Given instruction: Without including any images, repeat the data exactly.

++++ Data for the task

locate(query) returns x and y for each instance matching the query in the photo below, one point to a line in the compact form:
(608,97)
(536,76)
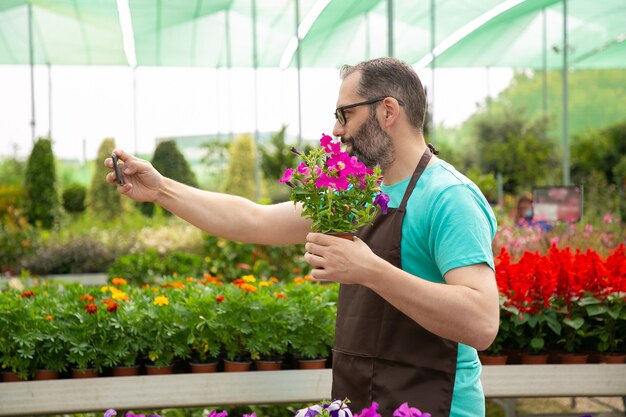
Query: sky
(88,104)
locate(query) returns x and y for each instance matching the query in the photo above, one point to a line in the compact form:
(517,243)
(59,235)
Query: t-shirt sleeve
(462,228)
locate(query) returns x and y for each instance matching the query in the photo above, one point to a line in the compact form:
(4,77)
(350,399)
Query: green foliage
(230,260)
(40,185)
(149,266)
(80,255)
(595,98)
(240,179)
(510,144)
(73,198)
(17,239)
(171,163)
(600,150)
(103,199)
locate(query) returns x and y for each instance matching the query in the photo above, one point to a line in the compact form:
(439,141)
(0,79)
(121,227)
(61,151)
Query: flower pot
(573,358)
(125,370)
(159,370)
(234,366)
(312,363)
(493,359)
(84,373)
(203,368)
(612,358)
(268,365)
(45,374)
(529,359)
(10,377)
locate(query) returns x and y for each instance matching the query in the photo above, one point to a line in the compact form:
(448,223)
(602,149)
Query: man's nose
(338,129)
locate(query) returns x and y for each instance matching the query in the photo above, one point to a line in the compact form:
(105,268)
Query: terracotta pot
(45,374)
(11,377)
(268,365)
(84,373)
(528,359)
(125,370)
(203,368)
(312,363)
(234,366)
(493,359)
(159,370)
(612,358)
(573,358)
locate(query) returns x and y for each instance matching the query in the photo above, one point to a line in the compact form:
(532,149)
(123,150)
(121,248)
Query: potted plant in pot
(200,315)
(312,322)
(337,192)
(609,316)
(269,339)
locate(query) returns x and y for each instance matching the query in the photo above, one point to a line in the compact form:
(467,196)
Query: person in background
(418,294)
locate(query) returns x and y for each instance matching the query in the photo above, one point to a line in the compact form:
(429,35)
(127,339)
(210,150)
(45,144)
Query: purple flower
(382,200)
(369,412)
(338,408)
(309,411)
(405,411)
(287,176)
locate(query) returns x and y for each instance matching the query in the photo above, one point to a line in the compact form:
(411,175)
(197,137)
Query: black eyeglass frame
(341,116)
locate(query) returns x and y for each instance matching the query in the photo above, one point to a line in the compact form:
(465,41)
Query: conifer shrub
(103,199)
(73,198)
(40,184)
(171,163)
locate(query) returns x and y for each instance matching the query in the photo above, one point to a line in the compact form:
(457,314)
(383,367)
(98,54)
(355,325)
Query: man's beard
(371,145)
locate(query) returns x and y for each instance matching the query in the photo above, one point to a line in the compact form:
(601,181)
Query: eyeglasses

++++++++

Written solution:
locate(query) returns x and y for each instance matching the query in the photo below, one point to a line in the compact form:
(608,97)
(536,76)
Query: sky
(88,104)
locate(query) returns x and y for each instance matching the query in the photo above, one point to a line in the compact form:
(517,243)
(59,235)
Query: t-shirt sleeve
(462,228)
locate(query) returns x and y for each instance matching the query in the photo above, one point to a line in the compact form:
(4,77)
(350,399)
Query: green foliage
(230,260)
(40,185)
(149,266)
(80,255)
(595,98)
(240,179)
(510,144)
(73,198)
(17,239)
(171,163)
(600,150)
(103,199)
locate(query) returns x and y for each instance matching the query in the photo above, one point to a line in the compact form:
(439,141)
(0,79)
(121,227)
(61,151)
Query: flower pot
(573,358)
(125,370)
(159,370)
(234,366)
(312,363)
(493,359)
(84,373)
(203,368)
(612,358)
(268,365)
(45,374)
(529,359)
(10,377)
locate(query) returns x and y for each instance matching the query in the photo above, one point to a line in the compact form:
(448,223)
(602,149)
Query: man's nose
(338,129)
locate(query) returns x and y for each instance matching the query in the photo above, one point to a line in the compact form:
(105,268)
Query: terracotta pot
(45,374)
(11,377)
(268,365)
(84,373)
(528,359)
(125,370)
(203,368)
(312,363)
(234,366)
(493,359)
(159,370)
(612,358)
(573,358)
locate(query) returns x and y for each instance matching the query in the photo above, one point to a line in the compact form:
(532,149)
(123,150)
(121,248)
Query: potted plant in pot
(200,315)
(312,322)
(337,192)
(609,316)
(269,339)
locate(query) returns x and y for each instance matching the query in the photo above, one point to a line in the compact form:
(467,196)
Query: person in background
(418,294)
locate(query) returns x and y for each instance matching the query in the photo above, one point to a line in the compact form:
(429,35)
(127,339)
(210,150)
(45,144)
Query: purple flower
(382,200)
(369,412)
(338,408)
(309,411)
(405,411)
(287,176)
locate(query) returns x and y for each instance matching the query in the photo above, one point to a line in the compact form:
(411,175)
(197,137)
Query: black eyeglass frame
(341,116)
locate(query) returns x and y for each instance matching the query in the photo above, one point to a line in the compact form:
(465,41)
Query: conifer shrub
(103,199)
(73,198)
(40,184)
(171,163)
locate(query) returns x and y for each instance matching the query in the photo above, one point to a line in the compact form:
(457,314)
(383,367)
(98,54)
(355,325)
Query: man's beard
(371,145)
locate(query) returns x and y for each instance matching the query in the photo above, one point to a line in the compact form:
(601,181)
Query: eyeglasses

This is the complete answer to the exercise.